Retype the records below without any change, beginning at the line that contains "the white wall" and continuing through the last of the records, both ends included.

------------------------------------------------

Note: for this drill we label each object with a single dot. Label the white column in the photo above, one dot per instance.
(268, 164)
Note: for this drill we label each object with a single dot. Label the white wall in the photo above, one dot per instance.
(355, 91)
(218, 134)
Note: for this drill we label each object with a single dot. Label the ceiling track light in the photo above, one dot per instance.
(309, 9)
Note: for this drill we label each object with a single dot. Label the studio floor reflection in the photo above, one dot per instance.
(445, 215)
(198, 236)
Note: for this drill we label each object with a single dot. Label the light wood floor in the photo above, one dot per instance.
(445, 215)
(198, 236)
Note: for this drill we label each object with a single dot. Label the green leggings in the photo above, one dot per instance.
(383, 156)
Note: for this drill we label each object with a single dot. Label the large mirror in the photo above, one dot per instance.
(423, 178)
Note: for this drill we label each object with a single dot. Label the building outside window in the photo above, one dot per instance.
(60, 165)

------------------------------------------------

** Solution to this exercise **
Note: for this drill we label each object with a single dot. Label the white wall in the photo above, one dot per instance.
(355, 91)
(218, 134)
Note: for this drill we label each object with a single dot. Label the ceiling track light in the photo above, one dot per instance.
(309, 9)
Note: for this drill we label each object with a single dot. Label the studio floor reflection in the photo above, one dot per instance.
(445, 215)
(198, 236)
Note: for this drill we label each object with a single dot. Label the light wood floor in the photo above, one dot per instance.
(445, 215)
(198, 236)
Note: for this drill we label each object with a single dot. Label the green leggings in the photo above, one dot per instance.
(383, 156)
Note: for this drill we label each object with a single dot. Label the large mirror in the photo above, one dot per instance.
(423, 178)
Note: for this drill we label each object with a single dot. Label the building outside window in the photo above, one dot per instance.
(60, 165)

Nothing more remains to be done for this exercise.